Saved entries

★ ★ ★ ★ ★

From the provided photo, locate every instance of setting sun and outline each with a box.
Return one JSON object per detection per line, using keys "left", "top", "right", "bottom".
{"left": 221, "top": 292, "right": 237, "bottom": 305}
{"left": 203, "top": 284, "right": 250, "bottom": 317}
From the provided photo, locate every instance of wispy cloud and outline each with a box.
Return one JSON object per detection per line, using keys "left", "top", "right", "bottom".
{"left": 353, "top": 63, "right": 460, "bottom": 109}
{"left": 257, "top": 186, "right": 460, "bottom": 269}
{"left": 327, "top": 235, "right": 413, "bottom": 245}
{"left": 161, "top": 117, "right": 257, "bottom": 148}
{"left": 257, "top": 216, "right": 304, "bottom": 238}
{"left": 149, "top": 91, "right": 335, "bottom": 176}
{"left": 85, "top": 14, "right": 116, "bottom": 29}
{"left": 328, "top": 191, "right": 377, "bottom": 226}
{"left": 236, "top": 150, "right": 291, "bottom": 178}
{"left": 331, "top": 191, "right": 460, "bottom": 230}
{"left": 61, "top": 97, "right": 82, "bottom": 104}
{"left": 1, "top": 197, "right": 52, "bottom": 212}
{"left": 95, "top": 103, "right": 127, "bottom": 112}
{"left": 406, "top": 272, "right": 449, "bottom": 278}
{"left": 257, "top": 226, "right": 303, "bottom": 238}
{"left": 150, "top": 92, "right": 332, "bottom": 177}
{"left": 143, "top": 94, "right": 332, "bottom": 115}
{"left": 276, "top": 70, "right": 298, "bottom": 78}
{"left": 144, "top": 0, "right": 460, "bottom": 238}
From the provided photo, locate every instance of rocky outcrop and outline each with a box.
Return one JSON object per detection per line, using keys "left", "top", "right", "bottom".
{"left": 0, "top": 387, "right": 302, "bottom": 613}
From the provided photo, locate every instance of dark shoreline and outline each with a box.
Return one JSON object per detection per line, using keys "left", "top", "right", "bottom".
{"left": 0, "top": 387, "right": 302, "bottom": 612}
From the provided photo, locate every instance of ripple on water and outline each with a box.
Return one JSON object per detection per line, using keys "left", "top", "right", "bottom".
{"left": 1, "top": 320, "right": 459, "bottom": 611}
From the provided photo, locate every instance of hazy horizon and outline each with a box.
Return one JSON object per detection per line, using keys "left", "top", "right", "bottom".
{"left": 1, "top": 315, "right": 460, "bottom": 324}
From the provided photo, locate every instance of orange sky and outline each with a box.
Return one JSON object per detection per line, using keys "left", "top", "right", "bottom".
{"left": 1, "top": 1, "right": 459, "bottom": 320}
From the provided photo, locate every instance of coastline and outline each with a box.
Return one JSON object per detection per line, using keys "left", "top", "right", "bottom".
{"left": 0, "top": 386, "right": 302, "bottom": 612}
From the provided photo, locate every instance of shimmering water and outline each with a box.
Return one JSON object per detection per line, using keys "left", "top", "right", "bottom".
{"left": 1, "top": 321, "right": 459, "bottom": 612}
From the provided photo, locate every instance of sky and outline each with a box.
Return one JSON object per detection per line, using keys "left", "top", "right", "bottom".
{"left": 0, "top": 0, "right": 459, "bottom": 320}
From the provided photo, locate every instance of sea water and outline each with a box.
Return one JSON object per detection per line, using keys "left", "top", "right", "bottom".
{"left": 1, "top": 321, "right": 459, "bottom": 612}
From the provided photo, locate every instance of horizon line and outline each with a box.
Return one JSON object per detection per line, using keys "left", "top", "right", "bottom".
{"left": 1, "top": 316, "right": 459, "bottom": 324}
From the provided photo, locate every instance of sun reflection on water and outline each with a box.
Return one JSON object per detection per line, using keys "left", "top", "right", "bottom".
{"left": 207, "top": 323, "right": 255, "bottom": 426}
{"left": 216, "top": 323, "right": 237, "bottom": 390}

★ ★ ★ ★ ★

- _What you should do_:
Write each line of the data down again exactly as it reads.

- _Answer box_:
From the provided photo, locate every instance of setting sun and outline each with a box.
Return one JSON object per detection per line, using keys "left", "top", "right", "bottom".
{"left": 221, "top": 292, "right": 237, "bottom": 305}
{"left": 203, "top": 284, "right": 250, "bottom": 317}
From the provided photo, locate every instance of wispy cloud and outline each with a box.
Return one JSON object per detection per line, using keys "left", "top", "right", "bottom".
{"left": 353, "top": 63, "right": 460, "bottom": 109}
{"left": 257, "top": 186, "right": 460, "bottom": 269}
{"left": 327, "top": 235, "right": 413, "bottom": 245}
{"left": 161, "top": 117, "right": 257, "bottom": 148}
{"left": 257, "top": 216, "right": 304, "bottom": 238}
{"left": 149, "top": 91, "right": 335, "bottom": 176}
{"left": 85, "top": 14, "right": 116, "bottom": 29}
{"left": 328, "top": 191, "right": 377, "bottom": 226}
{"left": 236, "top": 150, "right": 291, "bottom": 178}
{"left": 331, "top": 191, "right": 460, "bottom": 230}
{"left": 61, "top": 97, "right": 82, "bottom": 104}
{"left": 1, "top": 197, "right": 52, "bottom": 212}
{"left": 95, "top": 103, "right": 127, "bottom": 112}
{"left": 406, "top": 272, "right": 449, "bottom": 278}
{"left": 257, "top": 226, "right": 303, "bottom": 238}
{"left": 150, "top": 92, "right": 332, "bottom": 177}
{"left": 143, "top": 94, "right": 332, "bottom": 115}
{"left": 276, "top": 70, "right": 298, "bottom": 78}
{"left": 144, "top": 0, "right": 460, "bottom": 238}
From the provided photo, locate every instance of rocky outcrop and outline each with a box.
Return one JSON object per detection per line, using keys "left", "top", "right", "bottom".
{"left": 0, "top": 387, "right": 302, "bottom": 613}
From the provided photo, locate every instance of dark shoreline and outline each with a box.
Return one JSON object per detection per line, using keys "left", "top", "right", "bottom".
{"left": 0, "top": 387, "right": 302, "bottom": 612}
From the provided photo, locate every instance of ripple on water and outline each with a box.
Return one JSON object per detection per line, using keys "left", "top", "right", "bottom".
{"left": 1, "top": 320, "right": 459, "bottom": 611}
From the provided photo, locate every instance of hazy horizon and outline each with a box.
Return one JSON object per detection per line, using keys "left", "top", "right", "bottom".
{"left": 1, "top": 315, "right": 460, "bottom": 324}
From the provided photo, locate every instance of orange sky and outline each with a box.
Return one JSON object per detection per line, using keys "left", "top", "right", "bottom".
{"left": 1, "top": 1, "right": 459, "bottom": 320}
From the provided photo, locate every instance of coastline and outline each with a box.
Return one JSON object per detection per line, using keys "left", "top", "right", "bottom".
{"left": 0, "top": 386, "right": 302, "bottom": 612}
From the provided photo, locate every instance of shimmering water and outline each with a box.
Return one JSON object per detection per line, using keys "left", "top", "right", "bottom".
{"left": 1, "top": 321, "right": 459, "bottom": 612}
From the provided photo, locate every instance of sky and outline each with a box.
Return one JSON object per detection per line, using keys "left", "top", "right", "bottom".
{"left": 0, "top": 0, "right": 459, "bottom": 320}
From the provided photo, locate every instance of sea water and outline each with a box.
Return one JSON object per detection per line, using keys "left", "top", "right", "bottom".
{"left": 1, "top": 321, "right": 459, "bottom": 612}
From the provided photo, locate every instance of horizon line and outline each with a box.
Return one JSON object per detection per line, using keys "left", "top", "right", "bottom".
{"left": 1, "top": 316, "right": 459, "bottom": 324}
From the provided photo, locate every instance of sun reflection on water and outline each with a box.
Return one JSON object per detection per line, using keys "left", "top", "right", "bottom".
{"left": 207, "top": 323, "right": 255, "bottom": 426}
{"left": 216, "top": 323, "right": 237, "bottom": 390}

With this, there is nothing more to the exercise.